Problem statement: What lines in the following entries hold the word "left"? Copy each one.

Records supplied:
+ + + + +

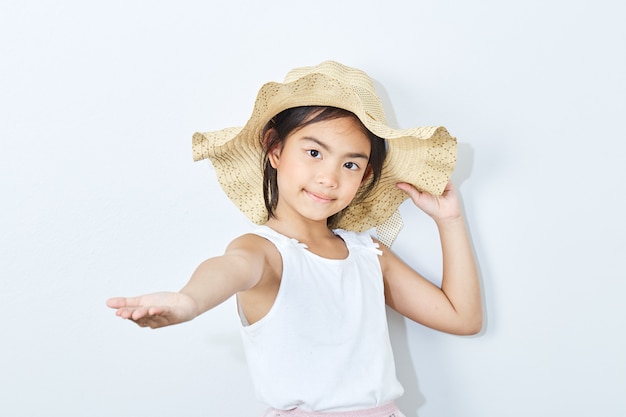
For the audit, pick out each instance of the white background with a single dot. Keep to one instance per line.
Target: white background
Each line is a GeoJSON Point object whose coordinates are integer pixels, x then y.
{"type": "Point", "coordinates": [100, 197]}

+ + + + +

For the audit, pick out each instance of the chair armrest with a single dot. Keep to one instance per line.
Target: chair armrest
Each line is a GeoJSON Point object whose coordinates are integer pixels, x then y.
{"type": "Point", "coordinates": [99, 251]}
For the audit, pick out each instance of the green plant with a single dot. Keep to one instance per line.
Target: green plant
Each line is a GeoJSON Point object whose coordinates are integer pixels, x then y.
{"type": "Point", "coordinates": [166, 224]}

+ + + + +

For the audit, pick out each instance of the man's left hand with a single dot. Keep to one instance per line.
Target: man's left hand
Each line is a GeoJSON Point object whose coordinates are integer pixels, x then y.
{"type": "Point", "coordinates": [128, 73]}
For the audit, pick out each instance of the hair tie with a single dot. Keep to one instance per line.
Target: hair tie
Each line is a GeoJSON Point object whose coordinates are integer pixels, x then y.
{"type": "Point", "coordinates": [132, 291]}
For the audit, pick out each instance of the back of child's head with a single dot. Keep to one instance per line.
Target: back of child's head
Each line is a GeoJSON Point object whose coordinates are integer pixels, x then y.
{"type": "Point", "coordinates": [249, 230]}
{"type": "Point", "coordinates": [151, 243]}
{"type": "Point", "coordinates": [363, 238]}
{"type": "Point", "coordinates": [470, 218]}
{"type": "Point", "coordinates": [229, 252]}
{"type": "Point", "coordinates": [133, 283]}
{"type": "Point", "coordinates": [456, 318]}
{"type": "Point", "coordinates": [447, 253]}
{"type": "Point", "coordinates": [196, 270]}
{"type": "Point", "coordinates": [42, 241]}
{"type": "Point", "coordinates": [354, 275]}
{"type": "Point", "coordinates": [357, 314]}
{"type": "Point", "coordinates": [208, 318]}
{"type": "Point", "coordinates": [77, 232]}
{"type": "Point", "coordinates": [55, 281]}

+ + + + +

Written solution:
For the audit, pick out each instance of the man's left hand with a single dot. Keep to one instance per line.
Target: man's left hand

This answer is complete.